Direction: Extract the lines below verbatim, running from the line with "the white bowl" up to and including the line with "x=286, y=63". Reproduce only those lines.

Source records
>>
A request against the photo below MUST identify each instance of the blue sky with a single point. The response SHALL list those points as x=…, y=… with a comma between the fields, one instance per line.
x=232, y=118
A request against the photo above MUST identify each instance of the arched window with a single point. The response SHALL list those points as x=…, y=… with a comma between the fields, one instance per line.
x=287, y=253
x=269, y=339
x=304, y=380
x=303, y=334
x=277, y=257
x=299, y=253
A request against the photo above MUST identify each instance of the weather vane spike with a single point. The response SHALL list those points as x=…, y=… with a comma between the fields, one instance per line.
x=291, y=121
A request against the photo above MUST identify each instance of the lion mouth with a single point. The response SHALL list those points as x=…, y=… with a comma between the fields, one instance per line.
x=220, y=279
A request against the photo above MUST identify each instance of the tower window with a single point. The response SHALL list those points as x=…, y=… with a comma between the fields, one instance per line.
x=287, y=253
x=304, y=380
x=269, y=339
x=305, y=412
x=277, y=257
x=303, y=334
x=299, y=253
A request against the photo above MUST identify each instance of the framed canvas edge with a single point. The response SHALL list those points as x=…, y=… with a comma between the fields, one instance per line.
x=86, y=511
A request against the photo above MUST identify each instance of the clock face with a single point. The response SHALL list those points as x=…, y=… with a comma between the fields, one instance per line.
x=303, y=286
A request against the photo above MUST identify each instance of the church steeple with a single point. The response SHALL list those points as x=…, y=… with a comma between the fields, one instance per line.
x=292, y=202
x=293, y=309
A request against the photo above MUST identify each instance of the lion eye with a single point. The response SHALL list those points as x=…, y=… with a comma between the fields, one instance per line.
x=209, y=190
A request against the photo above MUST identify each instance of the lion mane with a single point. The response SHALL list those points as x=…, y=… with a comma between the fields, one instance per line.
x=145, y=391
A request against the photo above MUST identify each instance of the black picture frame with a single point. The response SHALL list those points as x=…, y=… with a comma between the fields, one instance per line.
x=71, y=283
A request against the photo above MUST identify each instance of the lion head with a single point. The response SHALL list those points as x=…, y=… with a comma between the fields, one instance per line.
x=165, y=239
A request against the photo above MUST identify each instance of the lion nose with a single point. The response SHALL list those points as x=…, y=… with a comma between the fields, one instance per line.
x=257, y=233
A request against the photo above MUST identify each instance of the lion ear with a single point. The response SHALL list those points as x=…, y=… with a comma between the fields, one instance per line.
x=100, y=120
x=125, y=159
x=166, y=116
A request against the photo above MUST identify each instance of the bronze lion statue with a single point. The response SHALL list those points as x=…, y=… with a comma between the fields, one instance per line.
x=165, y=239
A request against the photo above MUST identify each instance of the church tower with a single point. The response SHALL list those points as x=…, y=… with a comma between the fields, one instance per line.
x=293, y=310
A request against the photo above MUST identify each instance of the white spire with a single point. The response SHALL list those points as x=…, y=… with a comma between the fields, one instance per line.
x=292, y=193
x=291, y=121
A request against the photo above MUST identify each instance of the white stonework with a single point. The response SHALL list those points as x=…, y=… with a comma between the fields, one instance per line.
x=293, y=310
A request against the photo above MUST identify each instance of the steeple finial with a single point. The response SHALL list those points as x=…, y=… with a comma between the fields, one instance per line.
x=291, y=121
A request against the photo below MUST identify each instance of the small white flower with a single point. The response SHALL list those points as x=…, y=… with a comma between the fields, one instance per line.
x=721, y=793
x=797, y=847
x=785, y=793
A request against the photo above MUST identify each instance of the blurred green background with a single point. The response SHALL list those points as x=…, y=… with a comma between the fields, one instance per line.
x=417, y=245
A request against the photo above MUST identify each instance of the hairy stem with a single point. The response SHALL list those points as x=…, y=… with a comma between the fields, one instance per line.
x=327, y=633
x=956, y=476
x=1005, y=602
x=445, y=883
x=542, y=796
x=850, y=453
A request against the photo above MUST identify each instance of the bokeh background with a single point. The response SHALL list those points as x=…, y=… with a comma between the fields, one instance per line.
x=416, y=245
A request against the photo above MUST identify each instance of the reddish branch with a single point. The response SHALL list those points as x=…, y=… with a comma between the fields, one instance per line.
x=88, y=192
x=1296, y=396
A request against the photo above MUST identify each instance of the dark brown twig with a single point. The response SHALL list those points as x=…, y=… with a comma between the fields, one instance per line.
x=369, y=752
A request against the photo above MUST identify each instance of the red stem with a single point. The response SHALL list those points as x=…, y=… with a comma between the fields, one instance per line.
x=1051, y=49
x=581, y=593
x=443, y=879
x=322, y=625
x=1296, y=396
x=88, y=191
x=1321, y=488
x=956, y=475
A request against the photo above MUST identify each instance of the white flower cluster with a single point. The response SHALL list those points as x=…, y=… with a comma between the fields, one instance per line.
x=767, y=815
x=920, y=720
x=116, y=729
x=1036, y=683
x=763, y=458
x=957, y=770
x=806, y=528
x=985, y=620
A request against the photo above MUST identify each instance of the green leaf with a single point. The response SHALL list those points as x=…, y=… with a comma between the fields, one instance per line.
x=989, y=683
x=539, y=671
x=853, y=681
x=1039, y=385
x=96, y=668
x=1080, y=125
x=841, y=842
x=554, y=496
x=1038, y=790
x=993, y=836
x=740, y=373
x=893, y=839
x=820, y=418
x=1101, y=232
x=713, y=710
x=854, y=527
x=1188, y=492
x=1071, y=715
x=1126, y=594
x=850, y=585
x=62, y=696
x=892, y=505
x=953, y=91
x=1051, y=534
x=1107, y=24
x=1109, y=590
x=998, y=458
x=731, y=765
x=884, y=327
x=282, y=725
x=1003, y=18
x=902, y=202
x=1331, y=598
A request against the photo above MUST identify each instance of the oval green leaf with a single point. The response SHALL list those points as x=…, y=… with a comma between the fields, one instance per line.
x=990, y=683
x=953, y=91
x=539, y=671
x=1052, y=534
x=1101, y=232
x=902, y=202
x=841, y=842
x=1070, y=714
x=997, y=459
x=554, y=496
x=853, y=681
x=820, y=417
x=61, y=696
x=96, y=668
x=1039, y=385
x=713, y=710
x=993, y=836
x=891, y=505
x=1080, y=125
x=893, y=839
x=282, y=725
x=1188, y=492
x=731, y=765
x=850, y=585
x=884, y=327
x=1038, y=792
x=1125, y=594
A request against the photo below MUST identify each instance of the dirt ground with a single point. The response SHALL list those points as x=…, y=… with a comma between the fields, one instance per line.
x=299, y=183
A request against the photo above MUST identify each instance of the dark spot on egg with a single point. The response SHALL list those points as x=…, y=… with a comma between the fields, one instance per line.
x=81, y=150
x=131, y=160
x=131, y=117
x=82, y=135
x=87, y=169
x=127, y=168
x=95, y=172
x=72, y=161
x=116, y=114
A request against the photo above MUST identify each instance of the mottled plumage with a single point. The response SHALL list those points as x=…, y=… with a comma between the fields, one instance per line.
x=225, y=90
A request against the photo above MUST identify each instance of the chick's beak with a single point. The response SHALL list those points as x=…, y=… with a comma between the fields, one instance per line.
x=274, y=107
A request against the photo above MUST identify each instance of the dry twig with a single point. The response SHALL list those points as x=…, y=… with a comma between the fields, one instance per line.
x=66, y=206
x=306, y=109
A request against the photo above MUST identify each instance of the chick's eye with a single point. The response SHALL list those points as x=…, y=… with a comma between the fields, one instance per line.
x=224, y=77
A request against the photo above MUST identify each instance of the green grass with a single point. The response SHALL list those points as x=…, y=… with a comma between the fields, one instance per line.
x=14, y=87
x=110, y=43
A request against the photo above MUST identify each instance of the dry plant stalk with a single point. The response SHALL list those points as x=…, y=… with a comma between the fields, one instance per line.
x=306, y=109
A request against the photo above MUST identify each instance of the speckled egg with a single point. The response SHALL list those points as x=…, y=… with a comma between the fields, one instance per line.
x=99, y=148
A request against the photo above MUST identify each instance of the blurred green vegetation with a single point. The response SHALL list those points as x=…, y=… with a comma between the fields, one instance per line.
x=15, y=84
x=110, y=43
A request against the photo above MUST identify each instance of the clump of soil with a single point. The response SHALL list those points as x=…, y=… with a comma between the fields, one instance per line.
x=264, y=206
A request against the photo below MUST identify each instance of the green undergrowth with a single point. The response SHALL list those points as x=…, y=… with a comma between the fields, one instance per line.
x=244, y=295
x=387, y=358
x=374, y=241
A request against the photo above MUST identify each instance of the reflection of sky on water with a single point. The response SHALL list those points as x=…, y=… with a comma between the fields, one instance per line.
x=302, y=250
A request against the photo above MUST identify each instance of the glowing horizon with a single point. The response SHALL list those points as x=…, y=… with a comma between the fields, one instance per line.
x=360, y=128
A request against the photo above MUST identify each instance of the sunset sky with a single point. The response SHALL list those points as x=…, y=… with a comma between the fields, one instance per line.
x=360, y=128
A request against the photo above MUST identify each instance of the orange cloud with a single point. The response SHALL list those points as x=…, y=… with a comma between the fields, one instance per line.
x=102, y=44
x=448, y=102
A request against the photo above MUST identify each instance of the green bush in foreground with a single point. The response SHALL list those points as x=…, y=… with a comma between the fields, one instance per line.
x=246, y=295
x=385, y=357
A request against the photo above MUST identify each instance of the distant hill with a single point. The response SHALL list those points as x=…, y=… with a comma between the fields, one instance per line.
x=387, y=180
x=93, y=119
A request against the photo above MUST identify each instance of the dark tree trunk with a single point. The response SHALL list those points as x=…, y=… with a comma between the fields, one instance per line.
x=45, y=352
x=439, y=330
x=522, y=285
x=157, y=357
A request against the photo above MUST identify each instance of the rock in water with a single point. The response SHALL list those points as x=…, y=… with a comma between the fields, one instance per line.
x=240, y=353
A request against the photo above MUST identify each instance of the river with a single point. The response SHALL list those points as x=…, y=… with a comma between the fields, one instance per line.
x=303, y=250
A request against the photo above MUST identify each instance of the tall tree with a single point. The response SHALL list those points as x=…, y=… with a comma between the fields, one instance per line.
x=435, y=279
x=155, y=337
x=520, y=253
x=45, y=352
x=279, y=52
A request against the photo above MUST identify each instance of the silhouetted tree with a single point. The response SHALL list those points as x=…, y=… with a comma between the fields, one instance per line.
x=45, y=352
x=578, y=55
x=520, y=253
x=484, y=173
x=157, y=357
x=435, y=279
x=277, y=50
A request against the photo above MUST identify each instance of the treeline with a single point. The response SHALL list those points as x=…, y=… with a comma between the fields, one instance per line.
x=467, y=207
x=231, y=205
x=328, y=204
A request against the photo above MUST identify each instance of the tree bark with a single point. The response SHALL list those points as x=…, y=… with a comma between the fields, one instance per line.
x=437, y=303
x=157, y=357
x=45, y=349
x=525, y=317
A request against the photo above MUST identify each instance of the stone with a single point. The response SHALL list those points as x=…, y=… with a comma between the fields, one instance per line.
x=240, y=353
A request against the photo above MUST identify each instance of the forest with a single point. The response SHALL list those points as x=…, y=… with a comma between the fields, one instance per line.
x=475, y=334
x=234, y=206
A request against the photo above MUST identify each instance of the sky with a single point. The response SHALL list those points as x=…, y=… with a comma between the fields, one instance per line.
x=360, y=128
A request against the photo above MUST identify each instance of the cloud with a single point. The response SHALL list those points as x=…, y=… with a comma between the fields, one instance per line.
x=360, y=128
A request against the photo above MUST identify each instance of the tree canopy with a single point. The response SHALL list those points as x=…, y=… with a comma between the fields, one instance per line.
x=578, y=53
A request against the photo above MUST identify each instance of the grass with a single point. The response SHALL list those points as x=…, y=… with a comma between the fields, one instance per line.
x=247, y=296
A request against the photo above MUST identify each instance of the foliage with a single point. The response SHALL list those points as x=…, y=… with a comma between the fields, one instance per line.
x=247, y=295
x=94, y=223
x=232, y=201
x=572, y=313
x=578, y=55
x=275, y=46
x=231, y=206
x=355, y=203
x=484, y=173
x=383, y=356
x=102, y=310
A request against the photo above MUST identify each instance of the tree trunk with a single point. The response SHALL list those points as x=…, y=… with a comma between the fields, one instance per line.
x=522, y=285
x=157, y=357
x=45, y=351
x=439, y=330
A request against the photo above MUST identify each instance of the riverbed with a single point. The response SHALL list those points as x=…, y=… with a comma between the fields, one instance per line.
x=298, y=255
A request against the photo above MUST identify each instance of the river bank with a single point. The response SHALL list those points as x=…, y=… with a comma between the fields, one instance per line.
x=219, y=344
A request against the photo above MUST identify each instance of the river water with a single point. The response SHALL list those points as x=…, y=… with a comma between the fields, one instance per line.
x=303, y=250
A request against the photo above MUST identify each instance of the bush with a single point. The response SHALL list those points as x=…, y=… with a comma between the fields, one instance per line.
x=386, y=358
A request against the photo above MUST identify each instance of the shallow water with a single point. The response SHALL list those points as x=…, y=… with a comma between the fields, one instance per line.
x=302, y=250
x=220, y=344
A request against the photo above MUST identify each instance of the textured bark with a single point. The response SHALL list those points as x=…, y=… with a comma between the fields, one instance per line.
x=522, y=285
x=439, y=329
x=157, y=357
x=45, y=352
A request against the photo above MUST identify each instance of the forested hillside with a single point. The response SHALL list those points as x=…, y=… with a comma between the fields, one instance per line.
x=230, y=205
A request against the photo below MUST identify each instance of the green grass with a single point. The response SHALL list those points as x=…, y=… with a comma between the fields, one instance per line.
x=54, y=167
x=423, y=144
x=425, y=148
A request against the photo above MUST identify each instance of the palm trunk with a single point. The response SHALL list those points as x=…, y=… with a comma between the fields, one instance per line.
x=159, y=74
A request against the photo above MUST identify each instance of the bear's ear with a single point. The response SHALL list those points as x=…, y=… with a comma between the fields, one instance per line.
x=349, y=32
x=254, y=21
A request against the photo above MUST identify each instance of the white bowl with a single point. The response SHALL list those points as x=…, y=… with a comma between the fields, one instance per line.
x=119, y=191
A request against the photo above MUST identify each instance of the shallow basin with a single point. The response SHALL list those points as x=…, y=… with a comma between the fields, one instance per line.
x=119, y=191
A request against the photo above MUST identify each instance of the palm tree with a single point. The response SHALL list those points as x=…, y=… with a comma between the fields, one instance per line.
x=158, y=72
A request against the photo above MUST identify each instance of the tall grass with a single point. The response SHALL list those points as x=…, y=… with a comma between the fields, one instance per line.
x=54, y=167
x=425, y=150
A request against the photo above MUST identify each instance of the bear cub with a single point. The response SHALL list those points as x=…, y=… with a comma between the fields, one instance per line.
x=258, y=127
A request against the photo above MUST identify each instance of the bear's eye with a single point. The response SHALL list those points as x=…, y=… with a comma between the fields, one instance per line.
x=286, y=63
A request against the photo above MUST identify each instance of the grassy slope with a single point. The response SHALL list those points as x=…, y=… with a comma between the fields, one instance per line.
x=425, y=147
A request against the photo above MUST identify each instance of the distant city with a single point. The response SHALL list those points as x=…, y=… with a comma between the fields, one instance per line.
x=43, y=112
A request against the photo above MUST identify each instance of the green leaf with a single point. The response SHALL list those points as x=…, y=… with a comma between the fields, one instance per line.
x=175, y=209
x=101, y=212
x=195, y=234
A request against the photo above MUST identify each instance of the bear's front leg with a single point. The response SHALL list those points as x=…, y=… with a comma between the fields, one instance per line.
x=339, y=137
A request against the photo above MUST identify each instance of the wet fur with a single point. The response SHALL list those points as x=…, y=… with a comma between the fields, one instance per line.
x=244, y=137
<<
Problem solution:
A request against the photo above MUST identify each instance of the white bowl with a single point. The response SHALL list those points as x=…, y=… with a comma between the fields, one instance per line.
x=119, y=191
A request against the photo above MUST identify each instance of the shallow basin with a single point. The response SHALL list those points as x=…, y=… with a comma between the fields, one instance per line.
x=119, y=191
A request against the photo above MUST identify each instance of the palm tree with a single point. The response SHALL list those points as x=…, y=… with a comma between the fields, one instance per line.
x=158, y=72
A request against the photo above MUST identify each instance of the tall grass with a single point. The response SHALL list those points as x=…, y=… with a comma between the fields, one instance per line.
x=54, y=167
x=425, y=150
A request against the photo above MUST identify each instance of the bear cub with a single point. The response SHALL list those points as x=…, y=… with a comma between the fields, one instance per line.
x=258, y=127
A request against the photo above MUST identify each instance of the bear's eye with a single point. The response SHALL list those points as x=…, y=… with a comma between the fields, one instance per line.
x=286, y=63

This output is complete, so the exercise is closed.